## Rows
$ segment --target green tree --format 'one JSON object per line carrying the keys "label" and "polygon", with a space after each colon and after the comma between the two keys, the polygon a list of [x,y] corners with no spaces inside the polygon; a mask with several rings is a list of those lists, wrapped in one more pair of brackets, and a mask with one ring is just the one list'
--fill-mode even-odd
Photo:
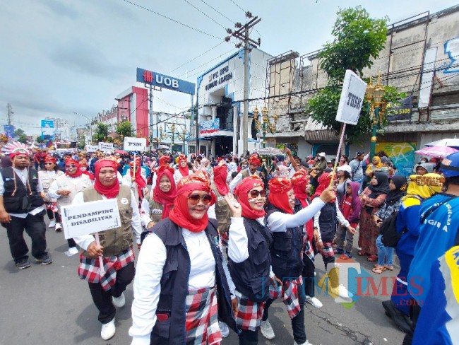
{"label": "green tree", "polygon": [[106,141],[107,136],[108,135],[108,125],[99,122],[95,129],[95,133],[93,136],[93,141],[97,143],[100,141]]}
{"label": "green tree", "polygon": [[[342,84],[347,69],[361,77],[364,68],[373,65],[379,52],[384,48],[387,36],[388,18],[376,19],[362,6],[340,9],[332,30],[335,37],[332,42],[324,45],[318,54],[321,68],[327,72],[327,86],[308,102],[306,112],[316,122],[333,129],[338,134],[341,123],[335,120],[338,107]],[[386,86],[386,100],[397,103],[404,95],[395,88]],[[371,130],[371,120],[366,115],[367,103],[364,103],[356,126],[346,128],[347,141],[359,142],[367,139]],[[386,124],[382,114],[381,124]]]}
{"label": "green tree", "polygon": [[123,121],[117,124],[117,134],[121,136],[136,136],[134,131],[132,129],[131,122],[129,121]]}

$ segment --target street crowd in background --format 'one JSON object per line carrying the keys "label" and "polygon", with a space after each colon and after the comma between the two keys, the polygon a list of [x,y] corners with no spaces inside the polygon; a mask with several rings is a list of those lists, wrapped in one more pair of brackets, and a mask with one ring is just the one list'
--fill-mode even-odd
{"label": "street crowd in background", "polygon": [[13,142],[1,163],[0,222],[19,269],[31,266],[24,231],[35,259],[52,264],[45,216],[61,232],[62,206],[117,199],[120,226],[100,231],[100,245],[92,235],[68,239],[66,252],[80,257],[105,340],[133,280],[133,344],[220,344],[230,329],[239,344],[256,344],[258,332],[275,337],[276,298],[294,344],[308,344],[304,303],[323,307],[315,289],[352,302],[340,281],[346,261],[364,257],[384,274],[396,255],[400,272],[383,307],[406,332],[403,344],[458,344],[459,153],[423,158],[407,177],[383,152],[335,162],[288,148],[270,157],[59,154]]}

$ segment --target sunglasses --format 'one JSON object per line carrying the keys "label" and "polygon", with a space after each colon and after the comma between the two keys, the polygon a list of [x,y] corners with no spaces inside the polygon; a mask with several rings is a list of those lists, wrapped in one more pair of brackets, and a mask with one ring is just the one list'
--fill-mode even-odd
{"label": "sunglasses", "polygon": [[253,189],[249,192],[250,196],[254,198],[258,198],[258,195],[261,196],[262,198],[264,198],[266,196],[266,191],[265,189],[263,190],[256,190],[256,189]]}
{"label": "sunglasses", "polygon": [[204,194],[202,197],[199,194],[191,194],[188,197],[192,205],[196,205],[201,200],[205,205],[208,205],[212,201],[212,196],[210,194]]}

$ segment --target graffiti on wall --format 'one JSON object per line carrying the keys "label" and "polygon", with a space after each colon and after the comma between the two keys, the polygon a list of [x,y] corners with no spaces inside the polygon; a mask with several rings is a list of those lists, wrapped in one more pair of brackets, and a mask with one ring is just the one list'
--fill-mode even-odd
{"label": "graffiti on wall", "polygon": [[415,166],[416,142],[376,143],[376,152],[384,151],[397,168],[398,175],[410,176]]}

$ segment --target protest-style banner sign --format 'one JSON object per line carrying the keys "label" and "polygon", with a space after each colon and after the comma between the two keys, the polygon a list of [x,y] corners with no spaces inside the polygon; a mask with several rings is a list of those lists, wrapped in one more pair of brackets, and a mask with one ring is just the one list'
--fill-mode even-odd
{"label": "protest-style banner sign", "polygon": [[124,138],[124,149],[126,151],[144,151],[147,146],[145,138],[133,138],[126,136]]}
{"label": "protest-style banner sign", "polygon": [[95,152],[99,149],[99,146],[97,145],[86,145],[85,149],[86,152]]}
{"label": "protest-style banner sign", "polygon": [[[94,234],[95,242],[100,245],[99,231],[114,229],[121,226],[118,201],[107,199],[78,205],[61,207],[62,225],[66,239],[83,235]],[[104,263],[99,257],[100,276],[105,274]]]}
{"label": "protest-style banner sign", "polygon": [[99,143],[99,150],[102,152],[113,152],[113,143]]}
{"label": "protest-style banner sign", "polygon": [[336,172],[336,167],[341,153],[341,147],[344,141],[345,132],[346,131],[346,124],[357,124],[359,122],[359,116],[362,110],[362,106],[364,103],[365,91],[366,90],[366,83],[362,81],[359,76],[350,69],[346,70],[344,82],[342,83],[342,90],[341,90],[341,97],[340,103],[336,112],[335,119],[342,123],[341,127],[341,135],[340,137],[340,144],[338,147],[335,166],[331,172],[332,179],[330,181],[330,185],[333,184],[333,177]]}

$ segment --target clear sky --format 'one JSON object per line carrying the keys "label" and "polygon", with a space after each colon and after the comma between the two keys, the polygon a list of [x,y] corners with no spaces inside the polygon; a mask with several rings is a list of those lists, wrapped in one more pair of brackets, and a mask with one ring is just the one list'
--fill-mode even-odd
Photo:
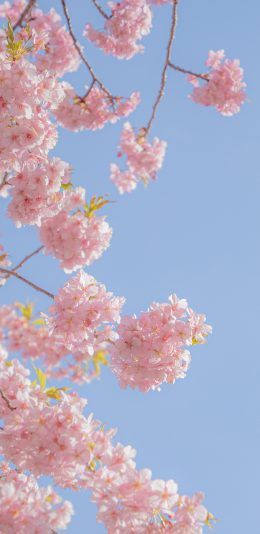
{"label": "clear sky", "polygon": [[[51,5],[59,8],[58,1],[40,1],[43,9]],[[90,1],[68,5],[79,36],[86,22],[101,27]],[[169,23],[170,7],[156,8],[145,53],[127,62],[87,47],[112,93],[140,89],[142,103],[130,116],[136,127],[146,124],[158,90]],[[109,370],[80,393],[97,418],[118,427],[119,441],[137,449],[138,467],[175,479],[181,493],[206,493],[206,505],[219,519],[216,534],[259,533],[259,23],[257,0],[180,0],[173,61],[200,72],[208,50],[224,48],[241,60],[248,101],[225,118],[192,103],[183,75],[170,71],[151,132],[167,140],[167,155],[158,181],[147,189],[139,185],[121,197],[109,182],[122,123],[94,134],[61,131],[55,149],[72,163],[74,183],[116,201],[104,210],[114,229],[111,247],[88,272],[126,297],[125,313],[138,314],[176,292],[213,325],[208,344],[192,350],[187,378],[160,393],[121,390]],[[68,79],[83,94],[87,71]],[[38,241],[35,229],[14,228],[5,205],[0,239],[15,263]],[[66,279],[44,256],[22,272],[52,292]],[[47,310],[47,297],[18,281],[0,290],[1,303],[27,298]],[[105,532],[88,495],[61,493],[75,505],[70,534]]]}

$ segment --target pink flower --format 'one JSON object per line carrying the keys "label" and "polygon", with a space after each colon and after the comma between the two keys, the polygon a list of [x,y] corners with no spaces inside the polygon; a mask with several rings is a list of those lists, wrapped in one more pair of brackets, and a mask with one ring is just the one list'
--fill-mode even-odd
{"label": "pink flower", "polygon": [[54,112],[59,123],[69,130],[97,130],[103,128],[107,122],[116,122],[126,117],[140,102],[138,92],[124,100],[111,99],[98,87],[93,87],[86,97],[78,97],[73,87],[63,82],[65,98]]}
{"label": "pink flower", "polygon": [[205,316],[190,311],[186,301],[176,295],[169,300],[152,304],[139,319],[122,318],[111,347],[111,367],[121,387],[146,392],[184,378],[190,363],[185,346],[204,343],[211,332]]}
{"label": "pink flower", "polygon": [[105,217],[89,218],[80,210],[68,212],[82,202],[81,192],[77,197],[74,192],[64,195],[62,202],[57,214],[41,220],[39,236],[44,253],[60,260],[61,268],[69,273],[100,258],[110,245],[112,229]]}
{"label": "pink flower", "polygon": [[130,59],[143,46],[138,44],[151,30],[152,12],[145,0],[123,0],[109,3],[112,16],[107,19],[104,31],[87,24],[84,35],[106,54],[118,59]]}
{"label": "pink flower", "polygon": [[224,50],[209,51],[206,61],[211,68],[207,74],[208,81],[200,86],[198,79],[195,84],[190,80],[195,85],[190,98],[203,106],[214,106],[222,115],[231,116],[240,111],[246,99],[246,84],[239,60],[224,61],[224,57]]}
{"label": "pink flower", "polygon": [[0,499],[0,529],[5,534],[65,530],[74,513],[72,504],[62,502],[51,486],[41,488],[33,475],[7,464],[0,465]]}
{"label": "pink flower", "polygon": [[46,322],[68,350],[93,354],[104,328],[107,340],[113,340],[113,323],[119,322],[123,304],[123,298],[80,271],[59,290]]}
{"label": "pink flower", "polygon": [[12,200],[8,214],[16,226],[40,225],[43,218],[58,211],[56,193],[68,179],[69,172],[68,163],[52,158],[42,161],[36,168],[25,168],[10,179]]}

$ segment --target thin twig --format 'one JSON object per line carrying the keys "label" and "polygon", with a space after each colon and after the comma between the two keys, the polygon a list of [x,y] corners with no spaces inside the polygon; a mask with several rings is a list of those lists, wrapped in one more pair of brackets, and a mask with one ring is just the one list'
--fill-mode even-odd
{"label": "thin twig", "polygon": [[200,78],[201,80],[205,80],[206,82],[209,81],[208,74],[197,74],[196,72],[193,72],[192,70],[183,69],[182,67],[178,67],[177,65],[174,65],[171,63],[171,61],[168,61],[169,67],[171,67],[174,70],[177,70],[178,72],[183,72],[183,74],[190,74],[191,76],[195,76],[195,78]]}
{"label": "thin twig", "polygon": [[8,172],[5,172],[5,173],[4,173],[3,180],[2,180],[2,182],[0,183],[0,191],[1,191],[1,189],[3,189],[3,187],[4,187],[5,185],[8,185],[7,178],[8,178]]}
{"label": "thin twig", "polygon": [[9,410],[16,410],[16,408],[14,406],[11,405],[9,399],[5,396],[4,392],[0,389],[0,396],[2,397],[2,399],[6,402]]}
{"label": "thin twig", "polygon": [[157,95],[155,103],[153,105],[153,109],[152,109],[152,114],[151,114],[150,120],[149,120],[149,122],[147,124],[147,127],[145,128],[146,133],[148,133],[149,130],[151,129],[152,123],[153,123],[153,121],[155,119],[155,116],[156,116],[157,108],[158,108],[158,106],[160,104],[160,101],[161,101],[163,95],[164,95],[164,89],[165,89],[166,79],[167,79],[167,69],[169,67],[169,61],[170,61],[171,51],[172,51],[172,44],[173,44],[173,41],[174,41],[175,31],[176,31],[176,26],[177,26],[177,6],[178,6],[178,0],[173,0],[172,22],[171,22],[170,36],[169,36],[168,45],[167,45],[167,49],[166,49],[165,62],[164,62],[163,70],[162,70],[161,85],[160,85],[159,93]]}
{"label": "thin twig", "polygon": [[16,30],[16,28],[18,28],[18,26],[21,26],[22,25],[22,22],[24,21],[24,19],[26,18],[26,16],[28,15],[28,13],[30,13],[31,9],[33,8],[33,6],[36,4],[36,0],[30,0],[29,1],[29,4],[27,4],[26,8],[23,10],[21,16],[19,17],[19,19],[17,20],[17,22],[14,24],[13,26],[13,29]]}
{"label": "thin twig", "polygon": [[[25,256],[25,258],[23,260],[21,260],[13,269],[12,269],[12,272],[16,272],[18,271],[18,269],[20,269],[24,263],[26,263],[28,260],[30,260],[33,256],[35,256],[35,254],[38,254],[38,252],[40,252],[42,249],[43,249],[43,245],[39,248],[37,248],[36,250],[34,250],[31,254],[28,254],[28,256]],[[8,280],[8,278],[10,278],[10,276],[12,276],[11,274],[8,274],[6,276],[3,276],[2,278],[4,280]],[[1,288],[1,286],[0,286]]]}
{"label": "thin twig", "polygon": [[111,93],[108,91],[108,89],[104,86],[104,84],[97,78],[93,68],[91,67],[90,63],[88,62],[87,58],[84,56],[82,50],[81,50],[81,47],[77,41],[77,38],[76,38],[76,35],[74,34],[73,32],[73,29],[72,29],[72,24],[71,24],[71,19],[70,19],[70,15],[69,15],[69,11],[68,11],[68,8],[67,8],[67,4],[65,2],[65,0],[61,0],[61,4],[62,4],[62,8],[63,8],[63,12],[64,12],[64,16],[66,18],[66,21],[67,21],[67,25],[68,25],[68,30],[69,30],[69,34],[71,36],[71,39],[73,41],[73,44],[74,44],[74,47],[76,48],[80,58],[82,59],[84,65],[86,65],[91,77],[92,77],[92,80],[94,83],[97,83],[99,85],[99,87],[104,91],[104,93],[106,93],[106,95],[113,99]]}
{"label": "thin twig", "polygon": [[106,12],[102,9],[102,7],[99,5],[99,3],[97,2],[97,0],[92,0],[94,6],[97,8],[97,10],[99,11],[100,15],[102,15],[102,17],[104,17],[105,19],[110,19],[111,17],[109,15],[106,14]]}
{"label": "thin twig", "polygon": [[15,276],[15,278],[18,278],[18,280],[21,280],[25,284],[28,284],[29,286],[33,287],[33,289],[36,289],[36,291],[40,291],[41,293],[44,293],[44,295],[47,295],[47,297],[50,297],[51,299],[54,299],[54,295],[52,293],[50,293],[46,289],[43,289],[40,286],[37,286],[33,282],[30,282],[30,280],[27,280],[27,278],[24,278],[24,276],[21,276],[20,274],[14,272],[14,271],[9,271],[8,269],[4,269],[3,267],[0,267],[0,273],[6,273],[9,276]]}

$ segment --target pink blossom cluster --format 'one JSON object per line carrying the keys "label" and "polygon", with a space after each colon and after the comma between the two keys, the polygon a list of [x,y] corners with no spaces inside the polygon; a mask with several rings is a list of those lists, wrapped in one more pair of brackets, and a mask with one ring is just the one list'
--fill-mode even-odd
{"label": "pink blossom cluster", "polygon": [[190,363],[185,346],[204,343],[211,327],[176,295],[169,303],[153,303],[139,318],[125,316],[111,347],[111,368],[120,386],[141,391],[184,378]]}
{"label": "pink blossom cluster", "polygon": [[[202,505],[203,494],[180,496],[173,480],[152,480],[150,470],[137,470],[136,451],[114,445],[114,430],[105,432],[83,415],[86,401],[60,392],[53,403],[53,388],[34,385],[28,375],[18,360],[0,352],[0,453],[8,461],[34,476],[52,476],[60,486],[91,489],[109,534],[159,533],[165,527],[202,534],[213,517]],[[64,523],[71,514],[69,505],[65,509]]]}
{"label": "pink blossom cluster", "polygon": [[78,97],[73,87],[62,83],[65,98],[54,115],[58,122],[69,130],[97,130],[107,122],[116,122],[126,117],[140,102],[140,94],[134,92],[128,99],[109,97],[102,89],[94,86],[85,97]]}
{"label": "pink blossom cluster", "polygon": [[44,253],[57,258],[67,273],[90,265],[110,245],[112,229],[106,218],[95,214],[89,217],[81,209],[84,205],[83,188],[65,191],[58,213],[41,220],[39,237]]}
{"label": "pink blossom cluster", "polygon": [[93,276],[80,271],[59,290],[46,322],[68,350],[94,354],[100,342],[114,340],[113,323],[119,322],[123,304],[124,298],[114,297]]}
{"label": "pink blossom cluster", "polygon": [[[12,23],[15,23],[26,6],[27,2],[24,0],[14,0],[13,5],[4,2],[0,5],[0,17],[9,18]],[[52,8],[47,14],[40,9],[33,8],[30,31],[33,51],[41,51],[41,54],[36,57],[39,72],[49,71],[54,76],[62,77],[66,72],[78,69],[79,54],[55,9]],[[19,29],[18,33],[22,35],[23,30]]]}
{"label": "pink blossom cluster", "polygon": [[[202,534],[213,518],[202,505],[203,493],[180,496],[173,480],[153,480],[149,469],[138,470],[136,451],[115,445],[107,433],[93,434],[93,472],[88,484],[98,507],[97,519],[108,534]],[[100,445],[101,451],[100,451]]]}
{"label": "pink blossom cluster", "polygon": [[211,68],[205,75],[205,83],[200,86],[196,76],[189,76],[194,85],[190,98],[203,106],[214,106],[222,115],[238,113],[245,102],[243,69],[238,59],[226,59],[224,50],[209,51],[206,65]]}
{"label": "pink blossom cluster", "polygon": [[0,54],[0,171],[36,166],[57,141],[50,110],[64,98],[55,77],[39,74],[25,58],[9,61]]}
{"label": "pink blossom cluster", "polygon": [[42,219],[53,216],[59,209],[57,193],[69,181],[69,176],[68,163],[59,158],[46,158],[37,167],[25,167],[10,178],[12,200],[8,214],[16,226],[40,225]]}
{"label": "pink blossom cluster", "polygon": [[15,23],[22,11],[26,8],[27,1],[26,0],[13,0],[12,5],[10,2],[5,1],[2,4],[0,4],[0,17],[2,18],[9,18],[12,23]]}
{"label": "pink blossom cluster", "polygon": [[84,35],[106,54],[118,59],[130,59],[143,46],[138,43],[151,30],[152,12],[146,0],[109,2],[112,15],[106,20],[103,31],[87,24]]}
{"label": "pink blossom cluster", "polygon": [[37,55],[37,69],[40,72],[47,70],[58,77],[76,71],[80,65],[79,54],[60,15],[53,8],[48,14],[35,9],[32,15],[30,27],[40,41],[39,47],[44,50],[44,54]]}
{"label": "pink blossom cluster", "polygon": [[65,530],[73,507],[51,486],[39,487],[33,475],[19,473],[0,464],[0,532],[5,534],[50,534]]}
{"label": "pink blossom cluster", "polygon": [[[19,310],[22,313],[19,313]],[[24,360],[40,360],[47,377],[69,378],[80,384],[98,378],[99,356],[105,363],[110,338],[111,327],[106,326],[95,340],[94,354],[93,351],[87,350],[69,354],[58,333],[53,332],[50,335],[43,319],[33,314],[30,316],[30,306],[17,303],[0,308],[0,341],[5,342],[8,351],[19,352]]]}
{"label": "pink blossom cluster", "polygon": [[145,130],[135,134],[131,124],[124,124],[119,156],[126,155],[127,171],[121,171],[116,164],[111,165],[110,179],[117,186],[120,193],[132,191],[138,181],[145,184],[156,179],[156,173],[161,168],[165,156],[166,142],[157,137],[148,143]]}

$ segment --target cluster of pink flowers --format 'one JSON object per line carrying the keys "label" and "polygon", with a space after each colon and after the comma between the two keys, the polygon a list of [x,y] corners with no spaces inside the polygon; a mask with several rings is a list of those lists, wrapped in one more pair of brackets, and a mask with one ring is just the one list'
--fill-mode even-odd
{"label": "cluster of pink flowers", "polygon": [[245,102],[243,69],[238,59],[226,59],[224,50],[210,50],[206,65],[211,68],[200,86],[199,78],[189,76],[195,86],[190,98],[203,106],[214,106],[222,115],[238,113]]}
{"label": "cluster of pink flowers", "polygon": [[22,471],[52,476],[56,484],[76,489],[92,461],[98,423],[84,417],[87,401],[77,394],[60,391],[51,403],[52,390],[34,386],[28,375],[18,360],[2,359],[0,453]]}
{"label": "cluster of pink flowers", "polygon": [[110,178],[119,192],[132,191],[140,180],[145,184],[149,180],[155,180],[156,173],[162,166],[165,150],[165,141],[155,137],[150,144],[145,130],[136,135],[131,124],[126,122],[121,133],[118,156],[126,155],[127,171],[121,171],[114,163],[111,165]]}
{"label": "cluster of pink flowers", "polygon": [[[159,533],[164,528],[172,533],[202,533],[212,518],[202,505],[203,494],[180,496],[173,480],[152,480],[150,470],[137,470],[136,451],[120,443],[113,445],[115,431],[105,432],[99,421],[83,415],[86,401],[74,393],[60,392],[58,402],[51,403],[53,388],[32,384],[28,374],[17,360],[6,360],[1,352],[0,417],[4,426],[0,452],[8,461],[18,469],[31,471],[33,476],[52,476],[60,486],[91,489],[98,520],[109,534]],[[17,474],[24,482],[23,492],[26,493],[28,482],[34,495],[33,476]],[[42,501],[43,495],[50,495],[46,499],[49,504],[58,502],[50,488],[45,494],[41,490],[36,493],[37,502]],[[3,495],[6,497],[6,492]],[[10,487],[8,497],[9,506],[15,507],[21,494],[18,491],[15,495]],[[42,509],[43,503],[38,506]],[[51,506],[44,508],[50,514],[49,520],[65,528],[72,509],[69,503],[61,505],[61,509],[63,522],[59,508],[55,512]],[[24,508],[23,513],[29,511]]]}
{"label": "cluster of pink flowers", "polygon": [[9,179],[12,201],[8,214],[16,226],[40,225],[43,218],[58,210],[57,193],[69,180],[68,163],[59,158],[45,159],[33,169],[24,168]]}
{"label": "cluster of pink flowers", "polygon": [[126,117],[140,102],[140,94],[132,93],[130,98],[109,97],[102,89],[94,86],[85,97],[78,97],[73,87],[63,82],[65,98],[57,107],[54,115],[58,122],[69,130],[96,130],[107,122],[116,122]]}
{"label": "cluster of pink flowers", "polygon": [[90,265],[110,245],[111,227],[105,217],[88,217],[84,209],[80,209],[84,207],[84,201],[83,188],[65,191],[58,213],[41,221],[39,237],[44,253],[60,260],[65,272]]}
{"label": "cluster of pink flowers", "polygon": [[[9,18],[12,23],[15,23],[26,6],[27,2],[24,0],[14,0],[13,5],[4,2],[0,6],[0,17]],[[41,50],[41,54],[36,57],[39,72],[48,70],[55,77],[61,77],[66,72],[78,69],[79,54],[55,9],[52,8],[46,14],[40,9],[32,8],[30,32],[34,52]],[[23,35],[23,30],[19,30],[18,33]]]}
{"label": "cluster of pink flowers", "polygon": [[139,319],[123,317],[111,348],[112,371],[121,387],[149,391],[184,378],[190,363],[184,347],[205,342],[211,327],[204,321],[176,295],[169,303],[153,303]]}
{"label": "cluster of pink flowers", "polygon": [[33,475],[19,473],[0,464],[0,531],[5,534],[50,534],[65,530],[73,507],[62,502],[51,486],[39,487]]}
{"label": "cluster of pink flowers", "polygon": [[19,19],[26,5],[26,0],[13,0],[12,5],[10,2],[5,1],[0,5],[0,17],[5,19],[9,18],[12,23],[15,23]]}
{"label": "cluster of pink flowers", "polygon": [[68,350],[94,354],[104,333],[108,342],[114,340],[113,323],[119,322],[123,304],[124,298],[114,297],[93,276],[80,271],[59,290],[46,322]]}
{"label": "cluster of pink flowers", "polygon": [[118,59],[130,59],[143,46],[138,43],[151,30],[152,12],[146,0],[123,0],[109,3],[112,16],[106,20],[103,31],[87,24],[84,35],[106,54]]}
{"label": "cluster of pink flowers", "polygon": [[48,14],[35,9],[32,18],[30,27],[40,41],[39,46],[44,50],[44,54],[37,55],[38,70],[47,70],[58,77],[77,70],[80,65],[79,54],[55,9],[52,8]]}
{"label": "cluster of pink flowers", "polygon": [[44,320],[33,315],[32,305],[16,303],[0,308],[0,341],[24,360],[40,361],[47,377],[69,378],[80,384],[98,378],[101,364],[108,363],[106,354],[112,338],[111,325],[104,325],[95,337],[94,348],[84,347],[70,354],[59,332],[50,334]]}
{"label": "cluster of pink flowers", "polygon": [[10,62],[0,54],[0,171],[20,171],[45,158],[57,141],[49,111],[64,98],[61,86],[40,75],[25,58]]}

## What to produce
Which lines in the items above contain the string "sign"? Extract each of them in full, with case counting.

## Solution to this exercise
$ segment --target protest-style banner sign --format 'one JSON object per line carrying the keys "label" and "polygon", with a space after each colon and after the comma between the two keys, the polygon a list of [x,y] corners with no spaces inside the polygon; a mask with several rings is a list of those lists, wrapped in one more pair of brackets, and a mask with one ring is just the one list'
{"label": "protest-style banner sign", "polygon": [[124,138],[124,149],[126,151],[144,151],[147,146],[145,138],[133,138],[126,136]]}
{"label": "protest-style banner sign", "polygon": [[95,152],[99,149],[99,146],[97,145],[86,145],[85,149],[86,152]]}
{"label": "protest-style banner sign", "polygon": [[[94,234],[95,242],[100,245],[99,231],[114,229],[121,226],[118,201],[107,199],[78,205],[61,207],[62,225],[66,239],[83,235]],[[104,263],[99,257],[100,276],[105,274]]]}
{"label": "protest-style banner sign", "polygon": [[99,143],[99,150],[102,152],[113,152],[113,143]]}
{"label": "protest-style banner sign", "polygon": [[336,172],[336,167],[341,153],[341,147],[344,141],[345,132],[346,131],[346,124],[357,124],[359,122],[359,116],[362,110],[362,106],[364,103],[365,91],[366,90],[366,83],[362,81],[359,76],[350,69],[346,70],[344,82],[342,83],[342,90],[341,90],[341,97],[340,103],[336,112],[335,119],[342,123],[341,127],[341,135],[340,137],[340,144],[338,147],[335,166],[331,172],[332,179],[330,181],[330,185],[333,184],[333,177]]}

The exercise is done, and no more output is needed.